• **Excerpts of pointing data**
★ ★ ★

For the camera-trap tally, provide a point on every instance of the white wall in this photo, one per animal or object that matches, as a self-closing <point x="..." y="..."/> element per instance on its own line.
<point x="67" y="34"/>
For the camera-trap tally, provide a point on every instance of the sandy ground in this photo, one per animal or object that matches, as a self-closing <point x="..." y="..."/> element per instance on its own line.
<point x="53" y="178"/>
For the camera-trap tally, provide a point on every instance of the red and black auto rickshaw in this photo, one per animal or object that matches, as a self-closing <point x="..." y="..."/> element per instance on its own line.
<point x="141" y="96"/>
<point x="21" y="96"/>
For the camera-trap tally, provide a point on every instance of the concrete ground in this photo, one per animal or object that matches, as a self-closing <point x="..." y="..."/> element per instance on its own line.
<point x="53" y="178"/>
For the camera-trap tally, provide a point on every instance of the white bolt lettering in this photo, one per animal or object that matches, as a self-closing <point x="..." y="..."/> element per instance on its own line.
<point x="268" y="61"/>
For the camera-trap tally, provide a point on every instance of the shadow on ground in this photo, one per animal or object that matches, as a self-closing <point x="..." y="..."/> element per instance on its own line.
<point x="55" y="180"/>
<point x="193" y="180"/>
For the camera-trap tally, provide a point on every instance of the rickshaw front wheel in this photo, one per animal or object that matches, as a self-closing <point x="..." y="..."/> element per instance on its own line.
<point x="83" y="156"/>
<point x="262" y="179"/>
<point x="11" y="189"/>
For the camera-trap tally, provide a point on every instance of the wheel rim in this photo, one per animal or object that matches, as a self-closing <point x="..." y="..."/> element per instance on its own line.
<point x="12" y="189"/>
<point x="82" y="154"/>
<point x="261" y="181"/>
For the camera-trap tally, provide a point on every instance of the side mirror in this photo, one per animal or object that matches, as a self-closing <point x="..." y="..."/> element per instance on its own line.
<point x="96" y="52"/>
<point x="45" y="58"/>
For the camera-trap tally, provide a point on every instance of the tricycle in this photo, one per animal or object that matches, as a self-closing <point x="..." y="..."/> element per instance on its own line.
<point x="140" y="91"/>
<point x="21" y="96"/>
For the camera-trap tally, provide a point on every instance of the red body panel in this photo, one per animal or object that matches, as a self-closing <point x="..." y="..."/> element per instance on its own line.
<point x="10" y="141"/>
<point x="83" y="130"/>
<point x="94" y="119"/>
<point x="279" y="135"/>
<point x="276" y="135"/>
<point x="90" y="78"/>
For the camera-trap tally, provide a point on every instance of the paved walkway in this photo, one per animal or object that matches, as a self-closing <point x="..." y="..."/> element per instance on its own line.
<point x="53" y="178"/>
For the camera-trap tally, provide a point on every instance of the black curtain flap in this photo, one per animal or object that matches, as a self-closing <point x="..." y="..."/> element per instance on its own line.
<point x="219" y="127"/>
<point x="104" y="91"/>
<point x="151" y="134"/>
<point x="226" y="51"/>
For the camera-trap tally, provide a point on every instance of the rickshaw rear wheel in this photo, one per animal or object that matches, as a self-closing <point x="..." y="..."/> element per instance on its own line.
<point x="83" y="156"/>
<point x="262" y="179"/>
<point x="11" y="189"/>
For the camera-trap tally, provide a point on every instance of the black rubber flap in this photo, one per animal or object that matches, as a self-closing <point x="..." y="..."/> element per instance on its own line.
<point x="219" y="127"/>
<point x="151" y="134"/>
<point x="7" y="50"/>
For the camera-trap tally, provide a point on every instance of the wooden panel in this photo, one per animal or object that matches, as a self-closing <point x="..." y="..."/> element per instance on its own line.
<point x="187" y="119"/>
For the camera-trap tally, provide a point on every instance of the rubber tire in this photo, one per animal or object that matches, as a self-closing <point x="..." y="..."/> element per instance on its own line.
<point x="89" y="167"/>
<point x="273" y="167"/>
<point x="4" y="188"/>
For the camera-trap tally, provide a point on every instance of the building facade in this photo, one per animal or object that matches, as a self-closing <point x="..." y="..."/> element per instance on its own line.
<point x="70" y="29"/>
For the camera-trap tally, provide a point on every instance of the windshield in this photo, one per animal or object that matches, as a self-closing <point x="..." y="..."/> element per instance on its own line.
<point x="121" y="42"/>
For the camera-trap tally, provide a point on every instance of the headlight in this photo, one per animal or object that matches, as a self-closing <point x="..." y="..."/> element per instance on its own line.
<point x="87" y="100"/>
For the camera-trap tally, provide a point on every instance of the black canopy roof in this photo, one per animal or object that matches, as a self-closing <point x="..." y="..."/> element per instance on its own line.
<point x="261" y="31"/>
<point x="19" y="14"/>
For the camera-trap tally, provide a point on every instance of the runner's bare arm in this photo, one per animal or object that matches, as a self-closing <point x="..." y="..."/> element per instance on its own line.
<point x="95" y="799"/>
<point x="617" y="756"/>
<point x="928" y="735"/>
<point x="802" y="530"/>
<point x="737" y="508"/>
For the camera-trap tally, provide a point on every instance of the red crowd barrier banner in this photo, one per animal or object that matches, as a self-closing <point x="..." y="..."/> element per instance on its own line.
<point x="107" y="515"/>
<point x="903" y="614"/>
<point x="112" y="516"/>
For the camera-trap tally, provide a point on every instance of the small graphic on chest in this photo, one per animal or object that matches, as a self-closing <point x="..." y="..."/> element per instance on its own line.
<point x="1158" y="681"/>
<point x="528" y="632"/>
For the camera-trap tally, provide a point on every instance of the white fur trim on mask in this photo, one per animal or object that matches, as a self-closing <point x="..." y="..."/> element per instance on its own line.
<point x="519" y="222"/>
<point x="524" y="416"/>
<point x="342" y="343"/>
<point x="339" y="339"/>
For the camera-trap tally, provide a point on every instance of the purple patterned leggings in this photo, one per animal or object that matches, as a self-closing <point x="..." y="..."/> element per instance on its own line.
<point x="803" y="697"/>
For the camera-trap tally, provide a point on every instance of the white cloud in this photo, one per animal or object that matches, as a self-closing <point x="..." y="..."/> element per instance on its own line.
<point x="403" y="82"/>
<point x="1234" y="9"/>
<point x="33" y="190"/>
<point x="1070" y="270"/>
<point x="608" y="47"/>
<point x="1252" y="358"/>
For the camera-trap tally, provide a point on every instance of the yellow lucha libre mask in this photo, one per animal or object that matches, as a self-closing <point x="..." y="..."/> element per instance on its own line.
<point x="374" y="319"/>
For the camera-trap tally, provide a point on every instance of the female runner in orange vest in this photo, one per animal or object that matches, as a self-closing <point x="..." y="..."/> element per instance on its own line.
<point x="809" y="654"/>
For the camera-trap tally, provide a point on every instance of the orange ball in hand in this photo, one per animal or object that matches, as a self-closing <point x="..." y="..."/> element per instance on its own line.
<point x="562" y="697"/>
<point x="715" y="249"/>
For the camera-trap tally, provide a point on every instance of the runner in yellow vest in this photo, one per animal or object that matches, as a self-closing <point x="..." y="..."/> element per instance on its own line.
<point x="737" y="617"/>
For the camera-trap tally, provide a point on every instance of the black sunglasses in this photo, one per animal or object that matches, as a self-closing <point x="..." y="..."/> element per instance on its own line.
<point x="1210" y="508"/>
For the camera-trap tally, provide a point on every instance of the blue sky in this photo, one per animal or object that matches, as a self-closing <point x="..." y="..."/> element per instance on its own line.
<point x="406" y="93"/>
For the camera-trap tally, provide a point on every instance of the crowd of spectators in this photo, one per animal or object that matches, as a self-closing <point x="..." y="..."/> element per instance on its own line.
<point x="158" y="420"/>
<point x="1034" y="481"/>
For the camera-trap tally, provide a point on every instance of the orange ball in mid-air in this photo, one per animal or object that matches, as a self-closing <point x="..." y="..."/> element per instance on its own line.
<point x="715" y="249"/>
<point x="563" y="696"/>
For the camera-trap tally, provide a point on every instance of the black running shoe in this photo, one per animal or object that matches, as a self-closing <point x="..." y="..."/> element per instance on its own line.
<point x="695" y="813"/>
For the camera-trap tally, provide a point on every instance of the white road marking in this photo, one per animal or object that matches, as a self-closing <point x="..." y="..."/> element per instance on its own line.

★ ★ ★

• **Your instructions**
Each line from the one containing "ball in hand" to the end of the records should be echoed exactly, and no other line.

• **Expected output**
For the camera-trap tally, provide a point on every instance of the orange ball in hand in this photo, one per animal or object that matches, as a self-closing <point x="..." y="..."/> element per instance on its own line.
<point x="562" y="697"/>
<point x="715" y="249"/>
For the camera-trap tally, provide a point on every instance of the runner in yellow vest in this photo, one per animal or object that matches, as a self-closing <point x="..." y="..."/> element per instance on its own line.
<point x="737" y="617"/>
For the camera-trap tally, provide a point on every instance of the black sunglasses in this photo, one per animal or object that matches, as a self-closing <point x="..." y="..."/> element per instance on its own line.
<point x="1210" y="508"/>
For the camera-trap tally, provide a point on every instance of the blue sky in this photo, one per animal or object that matches, as a self-closing <point x="..." y="..."/> element per instance on its own line.
<point x="406" y="93"/>
For the camera-trap tally, provide a point on every instance of the crowd of spectators in this photo, one per animal or object that matches, as a self-closing <point x="..." y="..."/> element per instance on its own line.
<point x="158" y="420"/>
<point x="1034" y="481"/>
For the camera-trap tally, provide a point on every instance of the orange ball in mid-air in this photo, one per animal or object that matches, as a self-closing <point x="..." y="..."/> element per instance on its own line.
<point x="715" y="249"/>
<point x="563" y="696"/>
For the camera-trap tally, provide a point on every instance of the black running shoe in this photo, one per animal or object that matches, as a self-closing <point x="..." y="..."/> element per instance on its own line.
<point x="695" y="813"/>
For the camera-trap tally, provide a point on every instance of the white road marking in this photo, one per animal or object that matches, as a self-closing <point x="..." y="..."/> element per instance on its own line.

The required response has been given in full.